> **WHAT YOU ARE ASKED TO DO**:
Word for word, restate the listing; omit the pictures.

===== LISTED ENTRIES =====

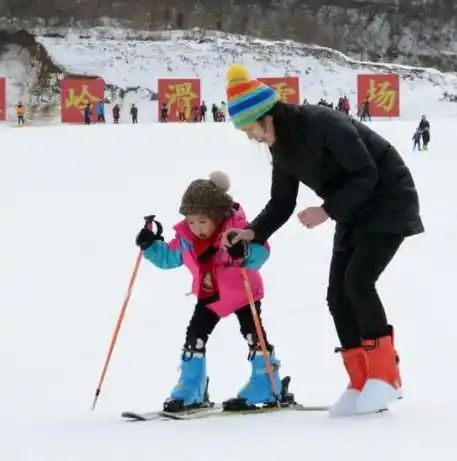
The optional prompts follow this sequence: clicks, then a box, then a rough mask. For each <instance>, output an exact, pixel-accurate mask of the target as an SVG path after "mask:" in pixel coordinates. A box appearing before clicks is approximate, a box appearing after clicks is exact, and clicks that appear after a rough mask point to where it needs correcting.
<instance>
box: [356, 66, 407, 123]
mask: <svg viewBox="0 0 457 461" xmlns="http://www.w3.org/2000/svg"><path fill="white" fill-rule="evenodd" d="M365 99H368V101H369V103H370V105H369V106H370V115H371V116H372V117H399V116H400V77H399V75H398V74H374V75H363V74H362V75H357V104H358V107H359V108H360V107H362V106H363V101H364V100H365Z"/></svg>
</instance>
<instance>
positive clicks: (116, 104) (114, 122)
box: [113, 104, 121, 125]
mask: <svg viewBox="0 0 457 461" xmlns="http://www.w3.org/2000/svg"><path fill="white" fill-rule="evenodd" d="M120 117H121V109H120V107H119V104H115V105H114V107H113V121H114V123H115V124H116V125H117V124H118V123H119V119H120Z"/></svg>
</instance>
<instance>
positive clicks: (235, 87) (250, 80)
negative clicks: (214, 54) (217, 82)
mask: <svg viewBox="0 0 457 461" xmlns="http://www.w3.org/2000/svg"><path fill="white" fill-rule="evenodd" d="M279 100H280V97H279V95H278V94H277V93H276V91H275V90H273V89H272V88H270V87H269V86H268V85H266V84H265V83H262V82H261V81H259V80H255V79H251V78H250V77H249V73H248V70H247V69H246V67H244V66H242V65H240V64H232V65H231V66H230V68H229V70H228V71H227V103H228V104H227V106H228V113H229V115H230V118H231V119H232V122H233V124H234V125H235V127H236V128H238V129H240V128H243V126H245V125H247V124H248V123H251V122H254V121H255V120H258V119H259V118H260V117H262V115H265V114H266V113H267V112H268V111H269V110H270V109H271V108H272V107H273V106H274V105H275V104H276V103H277V102H278V101H279Z"/></svg>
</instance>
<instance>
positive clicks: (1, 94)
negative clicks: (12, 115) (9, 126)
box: [0, 77, 6, 122]
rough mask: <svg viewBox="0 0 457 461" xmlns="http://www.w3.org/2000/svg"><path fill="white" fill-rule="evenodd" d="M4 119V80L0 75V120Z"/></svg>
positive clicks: (5, 102) (5, 93) (4, 108)
mask: <svg viewBox="0 0 457 461" xmlns="http://www.w3.org/2000/svg"><path fill="white" fill-rule="evenodd" d="M5 120H6V80H5V79H4V78H3V77H0V122H4V121H5Z"/></svg>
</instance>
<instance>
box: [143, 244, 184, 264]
mask: <svg viewBox="0 0 457 461" xmlns="http://www.w3.org/2000/svg"><path fill="white" fill-rule="evenodd" d="M182 250H183V248H182V244H181V242H180V240H179V239H177V238H175V239H173V240H172V241H171V242H169V243H165V242H164V241H163V240H157V241H156V242H154V243H153V244H152V245H151V246H150V247H149V248H148V249H146V250H145V251H144V252H143V256H144V257H145V259H147V260H148V261H149V262H151V263H152V264H154V266H156V267H158V268H159V269H175V268H176V267H180V266H182V264H183V258H182Z"/></svg>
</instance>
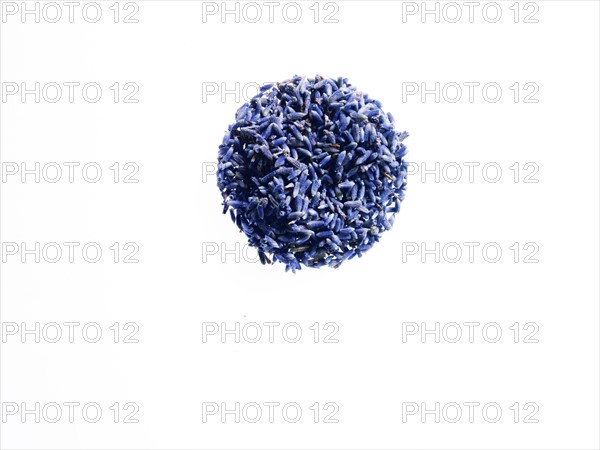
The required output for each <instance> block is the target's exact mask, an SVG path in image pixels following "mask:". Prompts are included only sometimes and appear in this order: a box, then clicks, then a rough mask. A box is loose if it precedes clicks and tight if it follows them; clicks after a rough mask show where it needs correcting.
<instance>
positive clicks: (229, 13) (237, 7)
mask: <svg viewBox="0 0 600 450" xmlns="http://www.w3.org/2000/svg"><path fill="white" fill-rule="evenodd" d="M339 12H340V3H339V2H331V1H326V2H324V1H315V2H305V1H301V2H271V1H269V2H252V1H249V2H231V1H230V2H202V23H252V24H254V23H256V24H267V23H289V24H296V23H324V24H336V23H339Z"/></svg>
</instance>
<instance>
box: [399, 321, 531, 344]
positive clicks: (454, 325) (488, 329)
mask: <svg viewBox="0 0 600 450" xmlns="http://www.w3.org/2000/svg"><path fill="white" fill-rule="evenodd" d="M539 331H540V326H539V325H538V324H537V323H536V322H525V323H519V322H513V323H511V324H508V323H498V322H475V321H470V322H460V323H459V322H443V323H440V322H420V323H419V322H402V343H403V344H406V343H422V344H427V343H435V344H439V343H448V344H457V343H463V344H464V343H468V344H475V343H488V344H496V343H498V342H512V343H515V344H538V343H539V342H540V341H539V338H538V332H539Z"/></svg>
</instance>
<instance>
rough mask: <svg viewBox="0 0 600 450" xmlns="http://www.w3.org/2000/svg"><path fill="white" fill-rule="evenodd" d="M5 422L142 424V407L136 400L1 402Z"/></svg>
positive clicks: (90, 423) (50, 423)
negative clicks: (50, 401) (102, 401)
mask: <svg viewBox="0 0 600 450" xmlns="http://www.w3.org/2000/svg"><path fill="white" fill-rule="evenodd" d="M1 409H2V423H5V424H10V423H24V424H25V423H27V424H52V423H60V424H77V423H89V424H96V423H113V424H134V423H139V422H140V420H139V417H138V413H139V411H140V406H139V405H138V404H137V403H136V402H131V401H129V402H125V403H121V402H114V403H106V402H95V401H85V402H83V401H61V402H46V403H42V402H14V401H12V402H11V401H8V402H6V401H5V402H2V408H1Z"/></svg>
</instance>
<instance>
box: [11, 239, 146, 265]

=====

> **WRITTEN ANSWER**:
The optional prompts follow this sequence: clicks, then a box, then a rough mask. For each <instance>, output an exact, pixel-accurate mask of the target as an SVG path after "mask:" in pixel coordinates. A box appearing before clicks is approximate, a box appearing after clicks is exact, and clicks that appear after a rough mask point to where it needs correcting.
<instance>
box: [356, 66, 407, 123]
mask: <svg viewBox="0 0 457 461" xmlns="http://www.w3.org/2000/svg"><path fill="white" fill-rule="evenodd" d="M365 99H368V101H369V103H370V105H369V106H370V115H371V116H372V117H399V116H400V77H399V75H398V74H374V75H363V74H362V75H357V104H358V107H359V108H360V107H362V106H363V101H364V100H365Z"/></svg>
</instance>
<instance>
positive clicks: (116, 104) (114, 122)
box: [113, 104, 121, 125]
mask: <svg viewBox="0 0 457 461" xmlns="http://www.w3.org/2000/svg"><path fill="white" fill-rule="evenodd" d="M120 117H121V109H120V107H119V104H115V105H114V107H113V121H114V123H115V124H116V125H117V124H118V123H119V119H120Z"/></svg>
</instance>
<instance>
positive clicks: (235, 87) (250, 80)
negative clicks: (214, 54) (217, 82)
mask: <svg viewBox="0 0 457 461" xmlns="http://www.w3.org/2000/svg"><path fill="white" fill-rule="evenodd" d="M279 100H280V97H279V95H278V94H277V93H276V91H275V90H273V89H272V88H270V87H269V86H268V85H266V84H265V83H262V82H261V81H259V80H255V79H251V78H250V77H249V73H248V70H247V69H246V67H244V66H242V65H240V64H232V65H231V66H230V68H229V70H228V71H227V103H228V104H227V106H228V113H229V115H230V118H231V119H232V122H233V124H234V125H235V127H236V128H238V129H240V128H243V126H245V125H247V124H248V123H251V122H254V121H255V120H258V119H259V118H260V117H262V115H265V114H266V113H267V112H268V111H269V110H270V109H271V108H272V107H273V106H274V105H275V104H276V103H277V102H278V101H279Z"/></svg>
</instance>
<instance>
positive clicks: (1, 94)
negative clicks: (12, 115) (9, 126)
box: [0, 77, 6, 122]
rough mask: <svg viewBox="0 0 457 461" xmlns="http://www.w3.org/2000/svg"><path fill="white" fill-rule="evenodd" d="M4 119V80L0 75V120Z"/></svg>
positive clicks: (5, 102) (5, 93) (4, 108)
mask: <svg viewBox="0 0 457 461" xmlns="http://www.w3.org/2000/svg"><path fill="white" fill-rule="evenodd" d="M5 120H6V80H5V79H4V78H3V77H0V122H4V121H5Z"/></svg>
</instance>
<instance>
box: [143, 244, 184, 264]
mask: <svg viewBox="0 0 457 461" xmlns="http://www.w3.org/2000/svg"><path fill="white" fill-rule="evenodd" d="M182 250H183V248H182V244H181V242H180V240H179V239H177V238H175V239H173V240H172V241H171V242H169V243H165V242H164V241H163V240H157V241H156V242H154V243H153V244H152V245H151V246H150V247H149V248H148V249H146V250H145V251H144V252H143V256H144V257H145V259H147V260H148V261H149V262H151V263H152V264H154V266H156V267H158V268H159V269H175V268H176V267H180V266H182V264H183V258H182Z"/></svg>
</instance>
The required output for each <instance> block is the target's exact mask, an SVG path in image pixels following "mask:". Prompts are included only sometimes and appear in this order: a box, then clicks, then a rough mask. A box is loose if it precedes clicks and tight if it follows them; clicks after a rough mask show where it needs correcting.
<instance>
positive clicks: (229, 13) (237, 7)
mask: <svg viewBox="0 0 600 450" xmlns="http://www.w3.org/2000/svg"><path fill="white" fill-rule="evenodd" d="M339 12H340V3H339V2H331V1H326V2H324V1H315V2H305V1H301V2H271V1H269V2H252V1H249V2H231V1H230V2H202V23H252V24H254V23H256V24H267V23H289V24H296V23H324V24H336V23H339Z"/></svg>
</instance>
<instance>
box: [399, 321, 531, 344]
positive clicks: (454, 325) (488, 329)
mask: <svg viewBox="0 0 600 450" xmlns="http://www.w3.org/2000/svg"><path fill="white" fill-rule="evenodd" d="M539 331H540V326H539V325H538V324H537V323H536V322H525V323H519V322H513V323H511V324H508V323H498V322H475V321H470V322H460V323H459V322H443V323H440V322H420V323H419V322H402V343H403V344H406V343H422V344H427V343H435V344H439V343H448V344H457V343H463V344H464V343H468V344H475V343H488V344H496V343H498V342H512V343H515V344H538V343H539V342H540V341H539V338H538V332H539Z"/></svg>
</instance>
<instance>
rough mask: <svg viewBox="0 0 600 450" xmlns="http://www.w3.org/2000/svg"><path fill="white" fill-rule="evenodd" d="M5 422L142 424V407L136 400L1 402Z"/></svg>
positive clicks: (90, 423) (50, 423)
negative clicks: (50, 401) (102, 401)
mask: <svg viewBox="0 0 600 450" xmlns="http://www.w3.org/2000/svg"><path fill="white" fill-rule="evenodd" d="M1 409H2V423H5V424H10V423H24V424H25V423H27V424H52V423H60V424H77V423H89V424H96V423H113V424H134V423H139V422H140V420H139V417H138V413H139V411H140V406H139V405H138V404H137V403H136V402H131V401H129V402H125V403H121V402H114V403H106V402H95V401H85V402H83V401H61V402H46V403H42V402H14V401H12V402H11V401H8V402H6V401H5V402H2V408H1Z"/></svg>
</instance>
<instance>
box: [11, 239, 146, 265]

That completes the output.